== WHAT IS BEING ASKED ==
Return a copy of every line in the data below that contains "task".
◆ ◆ ◆
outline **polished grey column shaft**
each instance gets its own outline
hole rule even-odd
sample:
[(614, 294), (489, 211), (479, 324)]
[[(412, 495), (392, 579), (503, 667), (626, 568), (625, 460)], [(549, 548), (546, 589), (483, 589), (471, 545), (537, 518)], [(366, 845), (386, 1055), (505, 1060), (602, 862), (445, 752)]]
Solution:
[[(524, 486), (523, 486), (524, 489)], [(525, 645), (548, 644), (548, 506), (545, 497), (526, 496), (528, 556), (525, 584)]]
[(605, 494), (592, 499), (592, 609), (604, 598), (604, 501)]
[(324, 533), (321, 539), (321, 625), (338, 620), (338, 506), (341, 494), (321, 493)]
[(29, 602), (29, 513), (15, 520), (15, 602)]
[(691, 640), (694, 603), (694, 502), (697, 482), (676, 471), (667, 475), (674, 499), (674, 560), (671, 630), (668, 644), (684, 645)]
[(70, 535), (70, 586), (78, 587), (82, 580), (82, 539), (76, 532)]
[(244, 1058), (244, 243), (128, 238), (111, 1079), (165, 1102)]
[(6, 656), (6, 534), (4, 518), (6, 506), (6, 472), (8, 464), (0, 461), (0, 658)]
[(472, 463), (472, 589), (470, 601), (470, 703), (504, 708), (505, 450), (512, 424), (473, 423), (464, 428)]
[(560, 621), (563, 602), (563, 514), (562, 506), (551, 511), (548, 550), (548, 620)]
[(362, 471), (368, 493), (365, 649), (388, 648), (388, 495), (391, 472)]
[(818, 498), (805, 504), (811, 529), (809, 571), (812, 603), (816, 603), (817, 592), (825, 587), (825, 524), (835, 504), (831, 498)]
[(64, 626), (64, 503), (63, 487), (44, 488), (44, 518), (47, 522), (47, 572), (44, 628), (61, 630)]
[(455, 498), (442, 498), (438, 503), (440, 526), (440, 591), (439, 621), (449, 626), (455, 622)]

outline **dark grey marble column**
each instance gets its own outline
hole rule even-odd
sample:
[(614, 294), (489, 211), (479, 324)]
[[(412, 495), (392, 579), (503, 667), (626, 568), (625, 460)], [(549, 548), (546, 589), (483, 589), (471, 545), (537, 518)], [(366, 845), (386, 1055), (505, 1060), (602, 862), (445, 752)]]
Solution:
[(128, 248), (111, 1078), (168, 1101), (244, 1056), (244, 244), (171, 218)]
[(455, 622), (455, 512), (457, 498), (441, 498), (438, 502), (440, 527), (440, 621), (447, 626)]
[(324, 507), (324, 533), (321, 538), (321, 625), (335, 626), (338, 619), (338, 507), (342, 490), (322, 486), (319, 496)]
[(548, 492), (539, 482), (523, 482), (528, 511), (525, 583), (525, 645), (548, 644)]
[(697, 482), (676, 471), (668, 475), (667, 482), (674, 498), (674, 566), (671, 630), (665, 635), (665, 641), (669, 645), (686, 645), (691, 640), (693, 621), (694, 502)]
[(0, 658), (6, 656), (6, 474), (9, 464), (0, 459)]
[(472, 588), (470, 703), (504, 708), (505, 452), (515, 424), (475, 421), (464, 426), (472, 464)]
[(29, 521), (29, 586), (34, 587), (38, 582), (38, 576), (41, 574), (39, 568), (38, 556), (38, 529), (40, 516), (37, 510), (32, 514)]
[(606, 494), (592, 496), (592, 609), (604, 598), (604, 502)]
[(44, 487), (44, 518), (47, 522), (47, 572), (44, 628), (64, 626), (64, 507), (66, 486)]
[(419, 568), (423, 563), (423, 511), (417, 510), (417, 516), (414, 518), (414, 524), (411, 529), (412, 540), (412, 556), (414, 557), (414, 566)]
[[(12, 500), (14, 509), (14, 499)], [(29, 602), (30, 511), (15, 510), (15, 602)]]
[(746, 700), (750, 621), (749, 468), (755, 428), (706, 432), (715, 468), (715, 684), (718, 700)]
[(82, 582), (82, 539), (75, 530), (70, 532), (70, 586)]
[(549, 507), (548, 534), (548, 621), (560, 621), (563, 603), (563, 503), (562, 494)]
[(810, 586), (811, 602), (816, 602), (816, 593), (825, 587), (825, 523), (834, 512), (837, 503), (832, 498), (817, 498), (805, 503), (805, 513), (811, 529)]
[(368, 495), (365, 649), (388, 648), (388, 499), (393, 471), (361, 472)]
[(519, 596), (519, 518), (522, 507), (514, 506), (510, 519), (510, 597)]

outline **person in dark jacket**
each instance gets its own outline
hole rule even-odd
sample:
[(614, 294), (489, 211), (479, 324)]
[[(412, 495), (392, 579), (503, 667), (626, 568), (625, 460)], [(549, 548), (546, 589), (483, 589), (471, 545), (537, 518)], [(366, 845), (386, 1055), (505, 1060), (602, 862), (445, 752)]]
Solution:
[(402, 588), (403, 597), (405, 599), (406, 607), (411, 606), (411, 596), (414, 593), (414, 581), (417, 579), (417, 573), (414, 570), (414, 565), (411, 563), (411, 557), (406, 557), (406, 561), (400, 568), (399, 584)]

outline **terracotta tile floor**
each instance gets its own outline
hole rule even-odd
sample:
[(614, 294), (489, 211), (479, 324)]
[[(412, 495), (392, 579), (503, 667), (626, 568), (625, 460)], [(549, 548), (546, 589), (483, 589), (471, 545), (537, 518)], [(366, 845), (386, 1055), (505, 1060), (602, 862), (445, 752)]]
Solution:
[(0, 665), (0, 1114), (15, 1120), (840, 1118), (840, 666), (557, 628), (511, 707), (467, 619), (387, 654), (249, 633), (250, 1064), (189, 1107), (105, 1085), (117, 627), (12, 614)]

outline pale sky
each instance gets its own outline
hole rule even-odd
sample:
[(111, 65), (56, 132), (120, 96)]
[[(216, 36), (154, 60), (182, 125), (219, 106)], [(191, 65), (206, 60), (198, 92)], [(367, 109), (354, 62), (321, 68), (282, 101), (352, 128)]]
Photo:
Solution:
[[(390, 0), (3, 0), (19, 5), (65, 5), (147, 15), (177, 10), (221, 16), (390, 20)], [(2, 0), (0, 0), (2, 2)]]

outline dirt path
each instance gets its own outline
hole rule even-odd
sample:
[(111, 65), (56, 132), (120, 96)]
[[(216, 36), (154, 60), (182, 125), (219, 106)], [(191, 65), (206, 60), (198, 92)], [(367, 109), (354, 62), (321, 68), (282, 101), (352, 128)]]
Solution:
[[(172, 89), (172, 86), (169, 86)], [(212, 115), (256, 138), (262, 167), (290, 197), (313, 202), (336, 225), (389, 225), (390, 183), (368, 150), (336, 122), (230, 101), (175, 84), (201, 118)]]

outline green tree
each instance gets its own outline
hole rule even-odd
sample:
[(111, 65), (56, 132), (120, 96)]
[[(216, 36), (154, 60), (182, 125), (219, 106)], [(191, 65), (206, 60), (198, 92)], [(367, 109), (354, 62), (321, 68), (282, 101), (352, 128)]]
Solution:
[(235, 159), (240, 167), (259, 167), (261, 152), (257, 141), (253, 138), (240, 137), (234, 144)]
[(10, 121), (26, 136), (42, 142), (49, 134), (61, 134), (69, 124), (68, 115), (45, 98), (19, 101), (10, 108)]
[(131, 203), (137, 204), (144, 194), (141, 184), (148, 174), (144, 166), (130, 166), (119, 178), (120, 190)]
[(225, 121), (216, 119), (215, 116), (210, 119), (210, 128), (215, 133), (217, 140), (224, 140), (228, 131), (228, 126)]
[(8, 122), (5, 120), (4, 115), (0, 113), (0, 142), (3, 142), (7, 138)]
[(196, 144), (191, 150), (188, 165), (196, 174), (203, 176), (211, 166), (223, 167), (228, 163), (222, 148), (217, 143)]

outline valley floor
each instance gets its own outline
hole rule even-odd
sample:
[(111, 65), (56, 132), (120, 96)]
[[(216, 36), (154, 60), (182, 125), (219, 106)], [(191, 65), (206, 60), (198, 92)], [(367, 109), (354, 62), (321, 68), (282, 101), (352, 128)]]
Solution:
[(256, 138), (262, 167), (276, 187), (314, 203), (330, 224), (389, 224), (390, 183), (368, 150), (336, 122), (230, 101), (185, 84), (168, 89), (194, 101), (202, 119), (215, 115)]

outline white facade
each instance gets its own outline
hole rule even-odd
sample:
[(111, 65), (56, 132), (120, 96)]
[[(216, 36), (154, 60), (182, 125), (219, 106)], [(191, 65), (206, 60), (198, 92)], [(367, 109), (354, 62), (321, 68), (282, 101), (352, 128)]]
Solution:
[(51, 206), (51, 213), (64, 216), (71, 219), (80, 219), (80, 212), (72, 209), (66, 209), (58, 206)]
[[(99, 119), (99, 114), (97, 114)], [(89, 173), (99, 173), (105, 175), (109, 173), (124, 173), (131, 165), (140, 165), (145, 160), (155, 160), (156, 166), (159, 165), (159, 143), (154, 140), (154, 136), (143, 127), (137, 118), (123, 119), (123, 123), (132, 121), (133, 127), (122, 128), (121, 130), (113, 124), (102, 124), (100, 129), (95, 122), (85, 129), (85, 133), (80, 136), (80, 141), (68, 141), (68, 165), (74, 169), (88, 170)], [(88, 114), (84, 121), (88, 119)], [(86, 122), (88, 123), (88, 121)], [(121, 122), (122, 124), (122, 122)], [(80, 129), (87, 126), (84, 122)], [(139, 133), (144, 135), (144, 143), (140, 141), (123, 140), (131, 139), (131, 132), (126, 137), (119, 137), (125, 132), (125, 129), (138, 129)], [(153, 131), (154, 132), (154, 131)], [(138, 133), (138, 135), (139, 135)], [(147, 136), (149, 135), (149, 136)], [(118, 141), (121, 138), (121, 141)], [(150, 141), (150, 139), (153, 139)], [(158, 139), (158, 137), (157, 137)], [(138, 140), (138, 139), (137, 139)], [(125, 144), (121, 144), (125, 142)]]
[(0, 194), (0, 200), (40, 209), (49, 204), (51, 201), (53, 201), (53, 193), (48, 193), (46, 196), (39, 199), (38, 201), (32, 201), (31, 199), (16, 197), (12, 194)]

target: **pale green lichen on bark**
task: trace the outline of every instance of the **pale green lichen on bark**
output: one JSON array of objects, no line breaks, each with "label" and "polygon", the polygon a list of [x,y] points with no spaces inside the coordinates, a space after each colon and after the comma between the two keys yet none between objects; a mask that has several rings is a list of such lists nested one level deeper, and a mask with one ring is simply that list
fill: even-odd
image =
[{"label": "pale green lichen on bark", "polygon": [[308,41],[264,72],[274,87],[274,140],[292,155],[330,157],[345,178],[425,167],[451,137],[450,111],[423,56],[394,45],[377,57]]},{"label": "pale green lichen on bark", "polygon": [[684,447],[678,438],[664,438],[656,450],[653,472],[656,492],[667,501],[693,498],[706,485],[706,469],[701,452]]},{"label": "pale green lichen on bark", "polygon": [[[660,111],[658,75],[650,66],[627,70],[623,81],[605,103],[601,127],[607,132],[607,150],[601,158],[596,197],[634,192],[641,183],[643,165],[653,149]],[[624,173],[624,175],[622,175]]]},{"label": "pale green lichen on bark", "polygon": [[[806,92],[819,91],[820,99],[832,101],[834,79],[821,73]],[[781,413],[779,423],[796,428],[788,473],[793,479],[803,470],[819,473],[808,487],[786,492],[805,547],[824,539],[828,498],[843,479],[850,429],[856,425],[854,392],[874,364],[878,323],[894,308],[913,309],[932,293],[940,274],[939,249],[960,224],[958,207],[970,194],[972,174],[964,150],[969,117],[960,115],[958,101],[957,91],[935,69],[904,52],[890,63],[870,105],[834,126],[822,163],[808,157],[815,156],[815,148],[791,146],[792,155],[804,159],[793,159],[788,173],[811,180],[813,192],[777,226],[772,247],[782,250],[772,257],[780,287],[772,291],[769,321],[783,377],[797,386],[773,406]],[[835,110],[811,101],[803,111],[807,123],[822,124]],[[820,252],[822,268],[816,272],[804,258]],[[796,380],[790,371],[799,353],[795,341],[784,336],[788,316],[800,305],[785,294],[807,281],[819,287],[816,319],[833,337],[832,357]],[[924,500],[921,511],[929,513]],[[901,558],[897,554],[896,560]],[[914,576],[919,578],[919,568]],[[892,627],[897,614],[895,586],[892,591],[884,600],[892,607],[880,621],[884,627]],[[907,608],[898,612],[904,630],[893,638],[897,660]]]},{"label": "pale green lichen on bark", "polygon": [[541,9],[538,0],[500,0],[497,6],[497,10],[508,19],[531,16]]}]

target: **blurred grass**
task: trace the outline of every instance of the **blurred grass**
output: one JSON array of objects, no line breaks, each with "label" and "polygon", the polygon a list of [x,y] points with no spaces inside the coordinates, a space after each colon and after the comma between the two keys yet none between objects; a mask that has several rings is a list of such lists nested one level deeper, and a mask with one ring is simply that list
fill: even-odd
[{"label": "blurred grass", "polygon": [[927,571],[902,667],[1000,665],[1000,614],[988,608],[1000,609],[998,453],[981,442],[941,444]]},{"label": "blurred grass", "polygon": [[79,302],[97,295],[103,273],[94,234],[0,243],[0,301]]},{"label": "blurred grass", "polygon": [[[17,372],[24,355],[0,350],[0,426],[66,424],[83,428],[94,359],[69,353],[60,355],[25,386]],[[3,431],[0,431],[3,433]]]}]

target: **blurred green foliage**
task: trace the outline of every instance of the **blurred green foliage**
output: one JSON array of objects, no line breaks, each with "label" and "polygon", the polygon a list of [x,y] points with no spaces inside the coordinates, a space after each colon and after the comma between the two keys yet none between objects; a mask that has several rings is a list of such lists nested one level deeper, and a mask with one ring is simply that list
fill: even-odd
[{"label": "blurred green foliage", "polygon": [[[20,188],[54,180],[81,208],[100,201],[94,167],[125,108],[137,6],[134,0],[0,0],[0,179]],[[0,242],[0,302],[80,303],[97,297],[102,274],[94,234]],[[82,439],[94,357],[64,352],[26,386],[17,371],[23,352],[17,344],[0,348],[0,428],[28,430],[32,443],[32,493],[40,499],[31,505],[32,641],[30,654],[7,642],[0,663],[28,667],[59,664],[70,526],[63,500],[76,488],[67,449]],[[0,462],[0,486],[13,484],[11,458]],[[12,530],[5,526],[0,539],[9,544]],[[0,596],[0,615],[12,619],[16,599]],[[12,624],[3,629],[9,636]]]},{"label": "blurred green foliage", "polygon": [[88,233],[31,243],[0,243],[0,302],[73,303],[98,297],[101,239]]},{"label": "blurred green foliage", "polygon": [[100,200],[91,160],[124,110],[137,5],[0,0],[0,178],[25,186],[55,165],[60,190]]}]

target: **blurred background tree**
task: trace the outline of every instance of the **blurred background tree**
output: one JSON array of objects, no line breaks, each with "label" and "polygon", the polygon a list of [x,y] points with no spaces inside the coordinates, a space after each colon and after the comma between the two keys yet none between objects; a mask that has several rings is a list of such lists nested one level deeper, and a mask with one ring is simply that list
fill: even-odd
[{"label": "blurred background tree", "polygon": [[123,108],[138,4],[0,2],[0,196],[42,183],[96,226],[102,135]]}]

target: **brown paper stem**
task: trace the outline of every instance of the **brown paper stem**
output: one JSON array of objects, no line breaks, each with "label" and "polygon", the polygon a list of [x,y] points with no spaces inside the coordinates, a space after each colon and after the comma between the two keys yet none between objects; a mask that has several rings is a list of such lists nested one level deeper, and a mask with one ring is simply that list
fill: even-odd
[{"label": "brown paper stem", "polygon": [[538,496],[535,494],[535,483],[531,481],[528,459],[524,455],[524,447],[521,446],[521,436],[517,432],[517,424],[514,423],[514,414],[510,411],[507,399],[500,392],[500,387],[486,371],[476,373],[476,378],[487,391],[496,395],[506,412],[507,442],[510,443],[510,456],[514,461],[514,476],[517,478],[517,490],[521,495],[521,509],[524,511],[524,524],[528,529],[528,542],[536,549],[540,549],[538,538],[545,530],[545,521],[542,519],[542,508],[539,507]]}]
◆ ◆ ◆
== RESULT FOR THIS EXERCISE ==
task: trace the outline of every instance of the **pale green lichen on bark**
task: trace the outline of every instance of the **blurred grass**
task: trace the outline of every instance of the **blurred green foliage**
task: trace the outline of every instance of the **blurred background tree**
task: trace the outline of every instance of the **brown paper stem**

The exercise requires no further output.